Rewrite the part of the entries below that opens with the line containing "of the thick" and runs through the end, keeping the requests and shifting every x and y coordinate in the answers by adding 62.

########

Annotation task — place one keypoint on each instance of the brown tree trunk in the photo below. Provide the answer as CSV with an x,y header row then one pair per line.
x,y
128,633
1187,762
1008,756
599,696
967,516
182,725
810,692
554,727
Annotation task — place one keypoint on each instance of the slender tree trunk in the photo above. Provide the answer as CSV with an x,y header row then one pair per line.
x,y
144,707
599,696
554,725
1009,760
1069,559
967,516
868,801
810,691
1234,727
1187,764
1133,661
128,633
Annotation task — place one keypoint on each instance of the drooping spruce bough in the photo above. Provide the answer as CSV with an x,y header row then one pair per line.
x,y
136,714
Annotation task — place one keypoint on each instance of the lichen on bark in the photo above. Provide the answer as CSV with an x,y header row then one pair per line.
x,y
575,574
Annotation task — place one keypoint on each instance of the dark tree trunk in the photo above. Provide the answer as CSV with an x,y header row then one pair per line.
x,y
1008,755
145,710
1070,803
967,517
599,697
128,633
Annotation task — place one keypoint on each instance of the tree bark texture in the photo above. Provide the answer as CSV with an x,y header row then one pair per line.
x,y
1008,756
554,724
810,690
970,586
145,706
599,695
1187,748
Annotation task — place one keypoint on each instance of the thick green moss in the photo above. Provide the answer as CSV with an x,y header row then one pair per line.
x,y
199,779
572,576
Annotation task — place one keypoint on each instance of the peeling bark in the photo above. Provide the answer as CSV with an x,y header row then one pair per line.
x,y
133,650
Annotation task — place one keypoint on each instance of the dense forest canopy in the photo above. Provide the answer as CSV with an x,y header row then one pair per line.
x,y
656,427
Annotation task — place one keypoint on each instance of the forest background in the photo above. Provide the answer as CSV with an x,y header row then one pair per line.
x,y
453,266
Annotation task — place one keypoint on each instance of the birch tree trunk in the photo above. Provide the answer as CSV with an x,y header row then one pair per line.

########

**Reply to the exercise**
Annotation task — place one keypoint on each instance of the thick green moss in the photo above. Provide the answer as CSV with an x,y header row then one pair per line.
x,y
261,841
634,638
Annotation task — place one keypoint on each instance of the peeling bark in the photo above. Provide the answer as CSV with an x,y header row then one pair per line.
x,y
195,712
Annotation task — place one keypoint on each instance of the dense forest canopy in the photo above. Provide the answer as CSV with an x,y header row then one pair per line.
x,y
718,489
Annotation task — place one keypoint on each instance of the forest background in the photo above. Provide the answer as CSV with an x,y header row then one pair per line.
x,y
515,328
Annotation task — place one keypoint on each instance of the birch tree trunk in the photo above. Provide the answer as CSV with an x,y header row then one pair per line.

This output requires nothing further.